Source text:
=-=-=-=-=

Docket: IMM-4439-16
Citation:
2017 FC 511
Ottawa, Ontario, May 18, 2017
PRESENT: The
Honourable Madam Justice Roussel
BETWEEN:
|
DEBORAH OLI
DIANDRA MUGISHA
|
Applicant
|
and
|
THE MINISTER OF
PUBLIC SAFETY AND EMERGENCY PREPAREDNESS
|
Respondent
|
JUDGMENT AND REASONS
[1]
The Applicant, Ms. Deborah Oli Diandra Mugisha,
seeks judicial review of a decision issued by the Canada Border Services Agency
[CBSA] on October 14, 2016 that she is not exempt from the Safe Third Country
Agreement [STCA], and is therefore ineligible under paragraph 101(1)(e)
of the Immigration and Refugee Protection Act, SC 2001, c 27 to claim
Convention Refugee status in Canada.
[2]
The Applicant is a citizen of Burundi. She
arrived in Canada from the United States on October 14, 2016 with the intent of
claiming refugee status. She was met at the port of entry by her aunt [JSN] who
is also a citizen of Burundi and a permanent resident of Canada since 2013.
[3]
The Applicant presented not only her own
identity documents, but also those of her father. The Applicant and JSN were
both interviewed by a CBSA Officer.
[4]
The Applicant and JSN claimed that JSN learned
for the first time in late 2014 that JSN’s mother had another son, who would be
JSN’s half-brother. JSN established contact with her half-brother in January
2015. He is the father of the Applicant.
[5]
The CBSA Officer who interviewed the Applicant
and JSN determined that the Applicant had not established that she had a
relative in Canada and thus, found her to be ineligible to claim refugee status
in Canada under the STCA. In reaching this conclusion, the CBSA Officer noted
that when JSN came to Canada, she declared a sister named GN who was already in
Canada and that neither sister declared the existence of the Applicant’s father
as their half-brother. He also noted that the Applicant knew nothing about her
aunt, JSN.
[6]
The CBSA Officer also commented on the
Applicant’s supporting identity documents, stating that they contained no
security features and had been produced in the Applicant’s absence and mailed
to her while she was in the United States.
[7]
The Minister’s Delegate confirmed the CBSA
Officer’s decision for the same reasons, essentially copying most of the CBSA’s
Officer’s notes with the exception of a reference to the Applicant’s passport.
[8]
In this application for judicial review, the
Applicant advances a number of arguments, including that the CBSA Officer and
the Minister’s Delegate [Officers] ignored evidence corroborating that JSN is
the Applicant’s aunt.
[9]
The Respondent submits that the Officers’
decision is reasonable as the Applicant has the burden to establish that she has
a family member in Canada in order to make a claim for refugee protection in
Canada. The Respondent also contends that the Applicant’s documents were
considered by the Officers. However, they reasonably concluded that the
documents were not reliable, for a number of reasons, including the absence of
security features and the fact that they were issued in her absence.

=-=-=-=-=

Material:
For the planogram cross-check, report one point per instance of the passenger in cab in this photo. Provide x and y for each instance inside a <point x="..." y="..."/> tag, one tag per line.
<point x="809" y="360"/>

=-=-=-=-=

Exercise task A: According to the judgment, on what date did the applicant arrive in Canada from the United States?
Exercise task B: Reproduce the stretch of the judgment from "of the Immigration" through "Canada since 2013.".
The material above comes from a source other than the judgment.

Complete response A: October 14, 2016.

Complete response B:
of the Immigration and Refugee Protection Act, SC 2001, c 27 to claim
Convention Refugee status in Canada.
[2]
The Applicant is a citizen of Burundi. She
arrived in Canada from the United States on October 14, 2016 with the intent of
claiming refugee status. She was met at the port of entry by her aunt [JSN] who
is also a citizen of Burundi and a permanent resident of Canada since 2013.